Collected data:
- Opening Delimiter -

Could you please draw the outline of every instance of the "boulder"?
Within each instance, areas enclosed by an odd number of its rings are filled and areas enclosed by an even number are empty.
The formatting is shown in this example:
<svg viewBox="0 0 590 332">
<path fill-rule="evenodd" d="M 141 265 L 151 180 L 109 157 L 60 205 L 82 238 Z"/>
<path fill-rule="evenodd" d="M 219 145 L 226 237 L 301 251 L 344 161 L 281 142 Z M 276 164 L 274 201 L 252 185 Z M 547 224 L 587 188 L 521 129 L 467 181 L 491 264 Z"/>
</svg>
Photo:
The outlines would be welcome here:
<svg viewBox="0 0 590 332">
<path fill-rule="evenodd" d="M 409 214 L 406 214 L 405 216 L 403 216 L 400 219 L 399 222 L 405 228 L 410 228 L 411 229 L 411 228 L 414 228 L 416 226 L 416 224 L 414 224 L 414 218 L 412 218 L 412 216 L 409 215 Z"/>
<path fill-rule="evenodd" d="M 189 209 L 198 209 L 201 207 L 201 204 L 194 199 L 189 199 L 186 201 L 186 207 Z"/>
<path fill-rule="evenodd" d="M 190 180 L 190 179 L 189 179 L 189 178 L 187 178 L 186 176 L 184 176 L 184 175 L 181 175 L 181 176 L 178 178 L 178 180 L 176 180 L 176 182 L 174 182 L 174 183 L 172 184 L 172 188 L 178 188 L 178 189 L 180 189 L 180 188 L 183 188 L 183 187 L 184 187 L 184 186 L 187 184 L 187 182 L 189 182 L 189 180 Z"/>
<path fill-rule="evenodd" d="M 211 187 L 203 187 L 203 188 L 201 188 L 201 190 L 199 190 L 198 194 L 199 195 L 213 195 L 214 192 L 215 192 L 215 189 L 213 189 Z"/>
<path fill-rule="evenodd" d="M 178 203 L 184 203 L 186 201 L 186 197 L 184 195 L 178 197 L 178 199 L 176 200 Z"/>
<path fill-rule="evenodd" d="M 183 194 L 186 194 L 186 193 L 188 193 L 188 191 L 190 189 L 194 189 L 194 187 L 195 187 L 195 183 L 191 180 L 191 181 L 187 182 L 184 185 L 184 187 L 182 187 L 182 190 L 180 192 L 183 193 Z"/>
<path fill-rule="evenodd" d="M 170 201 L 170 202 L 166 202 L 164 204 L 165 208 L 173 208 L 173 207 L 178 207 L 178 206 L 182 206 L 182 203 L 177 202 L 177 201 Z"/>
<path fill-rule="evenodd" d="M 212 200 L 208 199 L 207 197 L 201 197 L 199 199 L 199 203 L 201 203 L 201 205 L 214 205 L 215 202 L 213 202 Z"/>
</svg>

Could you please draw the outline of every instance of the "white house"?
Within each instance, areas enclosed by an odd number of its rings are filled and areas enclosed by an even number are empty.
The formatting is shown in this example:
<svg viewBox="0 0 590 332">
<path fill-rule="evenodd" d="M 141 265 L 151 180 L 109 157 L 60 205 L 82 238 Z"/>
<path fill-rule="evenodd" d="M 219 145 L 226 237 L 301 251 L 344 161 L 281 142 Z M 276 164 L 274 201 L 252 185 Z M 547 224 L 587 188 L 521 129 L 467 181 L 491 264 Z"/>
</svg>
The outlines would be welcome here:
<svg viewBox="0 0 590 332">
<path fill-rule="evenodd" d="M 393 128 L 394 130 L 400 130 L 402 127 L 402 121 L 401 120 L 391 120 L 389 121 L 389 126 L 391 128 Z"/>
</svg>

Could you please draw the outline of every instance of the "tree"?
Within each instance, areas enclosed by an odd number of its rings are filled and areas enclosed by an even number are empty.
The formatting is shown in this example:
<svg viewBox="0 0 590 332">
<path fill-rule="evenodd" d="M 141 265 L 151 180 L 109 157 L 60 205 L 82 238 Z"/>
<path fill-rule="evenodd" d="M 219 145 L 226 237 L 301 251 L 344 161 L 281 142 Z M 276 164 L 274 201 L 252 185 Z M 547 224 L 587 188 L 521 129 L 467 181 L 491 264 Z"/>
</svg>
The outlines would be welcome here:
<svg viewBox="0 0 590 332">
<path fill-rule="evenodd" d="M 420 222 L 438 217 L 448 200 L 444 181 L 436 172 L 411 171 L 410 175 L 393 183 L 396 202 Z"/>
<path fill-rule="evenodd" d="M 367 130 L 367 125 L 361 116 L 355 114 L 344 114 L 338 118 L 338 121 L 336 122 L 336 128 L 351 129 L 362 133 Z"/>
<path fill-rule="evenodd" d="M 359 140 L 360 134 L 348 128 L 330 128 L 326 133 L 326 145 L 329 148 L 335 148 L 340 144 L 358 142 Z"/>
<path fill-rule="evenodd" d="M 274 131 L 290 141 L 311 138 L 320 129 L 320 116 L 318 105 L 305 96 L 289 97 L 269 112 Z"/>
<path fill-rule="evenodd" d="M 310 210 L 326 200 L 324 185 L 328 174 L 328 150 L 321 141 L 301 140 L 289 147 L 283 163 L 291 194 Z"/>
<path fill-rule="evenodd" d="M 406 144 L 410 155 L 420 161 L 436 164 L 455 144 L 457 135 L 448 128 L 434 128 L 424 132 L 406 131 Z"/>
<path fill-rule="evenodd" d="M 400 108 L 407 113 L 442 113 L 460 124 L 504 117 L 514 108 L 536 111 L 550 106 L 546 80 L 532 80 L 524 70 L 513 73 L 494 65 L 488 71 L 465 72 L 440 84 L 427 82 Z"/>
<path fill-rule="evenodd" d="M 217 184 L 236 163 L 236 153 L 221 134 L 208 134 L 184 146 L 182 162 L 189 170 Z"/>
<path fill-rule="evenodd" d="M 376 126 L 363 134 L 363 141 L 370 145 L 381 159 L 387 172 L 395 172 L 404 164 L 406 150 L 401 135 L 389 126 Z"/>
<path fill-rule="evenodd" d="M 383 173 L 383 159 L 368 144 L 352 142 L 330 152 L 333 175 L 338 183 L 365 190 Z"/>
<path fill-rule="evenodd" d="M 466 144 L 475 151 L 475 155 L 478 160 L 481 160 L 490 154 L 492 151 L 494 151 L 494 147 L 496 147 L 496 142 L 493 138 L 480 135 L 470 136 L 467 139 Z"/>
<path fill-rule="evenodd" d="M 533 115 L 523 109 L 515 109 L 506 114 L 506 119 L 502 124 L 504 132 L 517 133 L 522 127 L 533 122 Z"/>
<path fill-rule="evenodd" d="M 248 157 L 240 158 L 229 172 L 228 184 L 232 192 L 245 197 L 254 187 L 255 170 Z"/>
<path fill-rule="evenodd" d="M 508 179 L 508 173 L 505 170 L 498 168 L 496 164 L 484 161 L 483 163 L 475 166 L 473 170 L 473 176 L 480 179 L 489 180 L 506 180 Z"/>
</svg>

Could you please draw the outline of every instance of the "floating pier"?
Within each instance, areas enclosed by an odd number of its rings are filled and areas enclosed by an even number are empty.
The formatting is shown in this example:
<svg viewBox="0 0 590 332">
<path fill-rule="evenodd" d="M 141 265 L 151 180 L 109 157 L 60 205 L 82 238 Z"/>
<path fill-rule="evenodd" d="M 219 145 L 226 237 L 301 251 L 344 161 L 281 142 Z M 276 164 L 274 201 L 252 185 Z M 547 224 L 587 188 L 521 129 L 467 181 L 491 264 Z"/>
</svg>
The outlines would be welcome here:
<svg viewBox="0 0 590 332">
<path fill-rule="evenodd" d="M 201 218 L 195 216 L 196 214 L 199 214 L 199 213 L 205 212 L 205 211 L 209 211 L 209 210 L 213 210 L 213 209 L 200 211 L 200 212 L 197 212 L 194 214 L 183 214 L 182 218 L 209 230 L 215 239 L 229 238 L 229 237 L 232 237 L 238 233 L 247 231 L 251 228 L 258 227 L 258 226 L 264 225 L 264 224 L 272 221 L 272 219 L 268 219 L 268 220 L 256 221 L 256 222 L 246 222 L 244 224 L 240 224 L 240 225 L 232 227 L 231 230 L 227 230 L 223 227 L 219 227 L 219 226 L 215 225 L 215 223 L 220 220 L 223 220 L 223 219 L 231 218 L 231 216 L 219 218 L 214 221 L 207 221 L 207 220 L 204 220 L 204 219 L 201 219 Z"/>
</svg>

- Closing Delimiter -

# What you are asked to do
Go through the records and pull out each line that includes the word "please".

# Task answer
Could you please draw the outline of every instance of the "boulder"?
Could you please draw the outline of every instance of the "white house"?
Could you please draw the outline of every instance of the "tree"?
Could you please draw the outline of every instance of the "floating pier"?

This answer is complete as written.